- [PROBLEMS AND TASKS]:
1. Answer these from the retirement article, one line each:
(a) What does the text say has disappeared for most of us?
(b) As you get older, what does the glide path gradually increase your exposure to?
(c) Which two bill payments does the text call fine to automate?
2. List every consideration that the retirement article says a novice can easily miss.
3. Reproduce everything in the retirement article from "We believe you" down to "target date funds.".

- [PASSAGE SHOWN]:
Why you can't automate your retirement

I recently read an opinion piece on why target date funds are the best and only retirement investment you’ll ever need. After seeing how messy the markets and investing can be, I cringe when I see articles promising a single solution to meet your retirement needs. A one-size-fits-all solution might apply to other areas of our lives but when it comes to retirement, your goals, circumstances and preferences will be very different than anyone else’s.


Since corporate pensions have disappeared for most of us, we investors are forced to take on the investing responsibility in our 401(k) plans. This can be exciting or painful depending on your investing prowess. If you’re a novice, it’s easy to miss considerations for proper asset allocation, risk tolerance and expected return. It’s not surprising that target date funds are the default solution when you’re young and land your first job out of college.


I remember combing through my 401(k) options for the first time and it felt like a daunting task. Let’s face it, when you’re just starting to build your wealth, an investment option that offers broad diversification and a set it and forget it approach is very attractive as a new investor. It’s not surprising that this has become an attractive option, with trillions in assets, and continues to be one of the fastest growing categories of mutual funds.

What’s appealing about target date funds?

The main appeal is that
they’re likely great for many people who may have no interest in taking charge of their investments. After all, they automatically provide you with a glide path that gradually reduces your exposure to equities and gradually increases your exposure to bonds as you get older. The best part is you don’t have to think about it. But in my experience, when it comes to your money and as you get older, very few things should be automated. Sure, it’s fine to automate the cable and electric bill payment, but your retirement nest egg is different.

We believe you need to be actively engaged and ensure your goals are on track and that your risk tolerance matches an appropriate asset allocation. This doesn’t mean changing your investments every month, but it does mean a more sophisticated approach than the set it and forget it mentality of target date funds.

- [INFORMATION SHOWN]:

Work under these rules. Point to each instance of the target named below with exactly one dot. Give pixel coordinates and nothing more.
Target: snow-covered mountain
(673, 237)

- [ANSWERS TO THE TASKS]:
1.
(a) Corporate pensions
(b) Bonds
(c) The cable and electric bill payments

2.
- Proper asset allocation
- Risk tolerance
- Expected return

3.
We believe you need to be actively engaged and ensure your goals are on track and that your risk tolerance matches an appropriate asset allocation. This doesn’t mean changing your investments every month, but it does mean a more sophisticated approach than the set it and forget it mentality of target date funds.